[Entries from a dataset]
━━━━━━━━━━━━━━━━

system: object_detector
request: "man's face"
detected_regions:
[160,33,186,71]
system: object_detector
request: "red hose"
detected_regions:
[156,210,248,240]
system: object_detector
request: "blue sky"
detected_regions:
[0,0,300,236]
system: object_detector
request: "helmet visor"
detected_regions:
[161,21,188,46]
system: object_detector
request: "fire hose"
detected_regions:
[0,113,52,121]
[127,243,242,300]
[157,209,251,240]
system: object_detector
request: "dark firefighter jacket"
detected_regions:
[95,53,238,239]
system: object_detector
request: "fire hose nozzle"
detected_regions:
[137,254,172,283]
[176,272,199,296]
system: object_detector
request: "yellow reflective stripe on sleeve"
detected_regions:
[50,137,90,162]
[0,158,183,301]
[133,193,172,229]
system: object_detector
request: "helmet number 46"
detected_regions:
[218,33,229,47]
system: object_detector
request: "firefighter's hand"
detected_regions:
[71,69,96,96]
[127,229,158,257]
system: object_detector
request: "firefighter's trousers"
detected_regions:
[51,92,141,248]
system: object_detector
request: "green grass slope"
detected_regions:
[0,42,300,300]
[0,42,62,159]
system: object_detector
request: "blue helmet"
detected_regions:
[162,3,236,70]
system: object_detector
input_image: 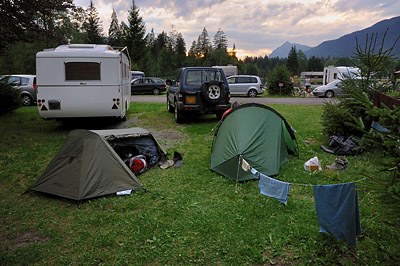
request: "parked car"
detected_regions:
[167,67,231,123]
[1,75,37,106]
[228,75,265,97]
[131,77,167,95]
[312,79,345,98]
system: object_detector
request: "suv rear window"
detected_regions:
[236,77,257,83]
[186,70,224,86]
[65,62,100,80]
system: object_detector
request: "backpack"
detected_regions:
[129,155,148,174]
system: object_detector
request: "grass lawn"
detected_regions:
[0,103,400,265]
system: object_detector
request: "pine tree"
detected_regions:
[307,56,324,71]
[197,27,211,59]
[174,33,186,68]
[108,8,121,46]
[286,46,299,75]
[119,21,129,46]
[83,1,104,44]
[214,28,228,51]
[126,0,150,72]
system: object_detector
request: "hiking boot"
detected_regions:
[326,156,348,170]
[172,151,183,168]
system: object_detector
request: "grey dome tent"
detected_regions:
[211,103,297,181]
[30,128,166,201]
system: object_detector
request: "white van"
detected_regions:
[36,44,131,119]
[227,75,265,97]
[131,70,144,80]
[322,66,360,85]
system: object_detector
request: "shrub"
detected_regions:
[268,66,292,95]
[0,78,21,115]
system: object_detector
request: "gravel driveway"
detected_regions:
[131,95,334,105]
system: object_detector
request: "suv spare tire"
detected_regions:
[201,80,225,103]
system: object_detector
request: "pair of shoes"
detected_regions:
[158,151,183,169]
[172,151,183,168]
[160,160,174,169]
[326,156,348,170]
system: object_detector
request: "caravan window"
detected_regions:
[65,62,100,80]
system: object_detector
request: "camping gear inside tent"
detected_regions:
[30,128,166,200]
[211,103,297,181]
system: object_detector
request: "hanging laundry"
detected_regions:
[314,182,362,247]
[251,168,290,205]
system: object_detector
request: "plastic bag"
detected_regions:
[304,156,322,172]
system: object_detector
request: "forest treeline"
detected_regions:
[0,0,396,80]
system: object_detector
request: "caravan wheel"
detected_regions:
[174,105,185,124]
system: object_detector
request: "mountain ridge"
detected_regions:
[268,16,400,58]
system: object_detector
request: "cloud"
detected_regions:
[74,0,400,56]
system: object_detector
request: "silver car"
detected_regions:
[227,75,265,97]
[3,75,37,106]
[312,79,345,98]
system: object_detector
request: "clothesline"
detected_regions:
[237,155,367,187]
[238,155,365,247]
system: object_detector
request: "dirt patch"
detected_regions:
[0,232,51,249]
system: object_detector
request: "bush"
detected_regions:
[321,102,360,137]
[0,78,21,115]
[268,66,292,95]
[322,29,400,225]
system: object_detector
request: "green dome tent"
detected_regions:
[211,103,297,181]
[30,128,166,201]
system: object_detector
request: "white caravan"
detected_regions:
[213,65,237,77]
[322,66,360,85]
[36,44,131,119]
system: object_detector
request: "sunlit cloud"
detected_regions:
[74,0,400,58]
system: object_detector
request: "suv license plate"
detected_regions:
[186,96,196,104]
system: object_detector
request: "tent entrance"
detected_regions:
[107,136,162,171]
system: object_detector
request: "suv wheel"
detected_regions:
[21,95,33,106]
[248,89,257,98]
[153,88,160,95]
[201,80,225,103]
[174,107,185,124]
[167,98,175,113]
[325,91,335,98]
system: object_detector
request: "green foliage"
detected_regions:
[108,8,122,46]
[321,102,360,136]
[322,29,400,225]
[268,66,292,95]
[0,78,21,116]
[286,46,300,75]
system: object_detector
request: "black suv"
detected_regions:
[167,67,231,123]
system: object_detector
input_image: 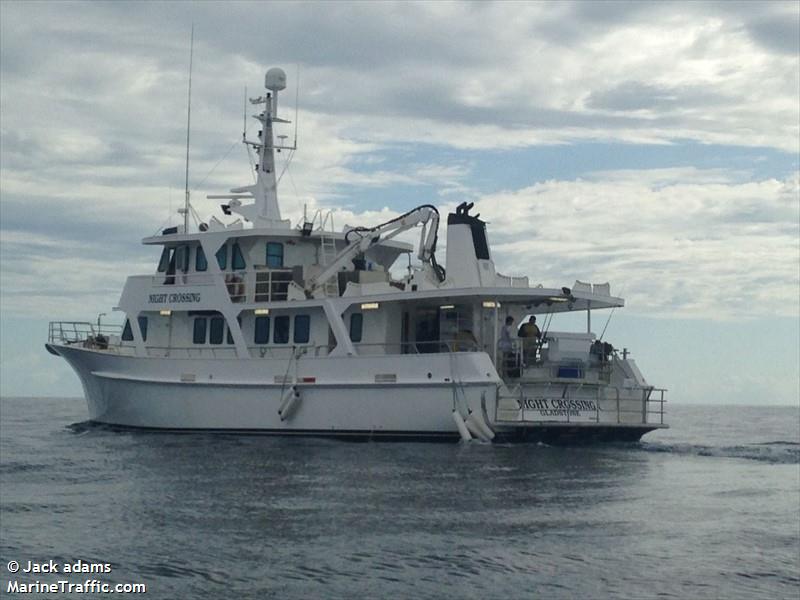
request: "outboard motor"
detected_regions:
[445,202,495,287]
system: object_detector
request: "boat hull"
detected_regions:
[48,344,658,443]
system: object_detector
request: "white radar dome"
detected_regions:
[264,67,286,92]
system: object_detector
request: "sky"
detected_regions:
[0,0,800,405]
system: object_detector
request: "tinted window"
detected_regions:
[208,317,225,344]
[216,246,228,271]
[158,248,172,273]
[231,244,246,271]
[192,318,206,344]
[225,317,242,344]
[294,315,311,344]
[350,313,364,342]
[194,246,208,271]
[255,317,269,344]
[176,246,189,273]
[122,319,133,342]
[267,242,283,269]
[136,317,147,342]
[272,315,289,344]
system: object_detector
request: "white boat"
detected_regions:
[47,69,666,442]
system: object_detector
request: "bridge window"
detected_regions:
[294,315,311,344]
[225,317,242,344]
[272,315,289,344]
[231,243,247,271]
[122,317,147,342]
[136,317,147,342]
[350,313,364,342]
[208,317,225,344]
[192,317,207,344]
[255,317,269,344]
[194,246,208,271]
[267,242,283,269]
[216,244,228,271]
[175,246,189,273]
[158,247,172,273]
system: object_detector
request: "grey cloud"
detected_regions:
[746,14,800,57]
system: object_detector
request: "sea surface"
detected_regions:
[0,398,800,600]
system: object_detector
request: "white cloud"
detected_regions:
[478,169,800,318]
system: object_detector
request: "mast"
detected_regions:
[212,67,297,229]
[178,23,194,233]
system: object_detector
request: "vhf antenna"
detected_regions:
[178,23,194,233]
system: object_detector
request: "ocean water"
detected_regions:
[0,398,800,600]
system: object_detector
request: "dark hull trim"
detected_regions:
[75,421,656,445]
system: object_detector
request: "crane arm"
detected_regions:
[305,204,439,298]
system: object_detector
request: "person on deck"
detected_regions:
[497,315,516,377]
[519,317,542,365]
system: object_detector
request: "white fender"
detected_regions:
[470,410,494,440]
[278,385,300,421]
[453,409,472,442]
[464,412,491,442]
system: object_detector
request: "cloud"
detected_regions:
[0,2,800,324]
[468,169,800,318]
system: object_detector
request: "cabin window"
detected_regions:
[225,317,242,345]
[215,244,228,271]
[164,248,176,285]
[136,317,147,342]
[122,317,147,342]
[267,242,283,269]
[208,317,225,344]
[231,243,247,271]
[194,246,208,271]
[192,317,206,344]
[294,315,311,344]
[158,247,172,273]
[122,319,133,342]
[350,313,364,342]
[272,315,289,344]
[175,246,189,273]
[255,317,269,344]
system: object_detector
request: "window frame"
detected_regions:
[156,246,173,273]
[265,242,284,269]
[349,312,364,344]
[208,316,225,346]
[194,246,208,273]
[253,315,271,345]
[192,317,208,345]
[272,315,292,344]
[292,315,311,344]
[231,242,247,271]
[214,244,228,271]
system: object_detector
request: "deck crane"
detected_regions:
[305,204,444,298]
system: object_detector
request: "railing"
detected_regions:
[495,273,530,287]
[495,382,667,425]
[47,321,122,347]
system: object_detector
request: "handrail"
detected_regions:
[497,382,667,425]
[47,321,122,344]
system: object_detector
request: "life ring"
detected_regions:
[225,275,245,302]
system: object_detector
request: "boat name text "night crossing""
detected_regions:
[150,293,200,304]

━━━━━━━━━━━━━━━━

> _Exercise brief_
Please filter the entries above down to every line that contains the string "grass". The match is case-sensitive.

> _Problem solution_
request: "green grass slope"
request: "grass lawn"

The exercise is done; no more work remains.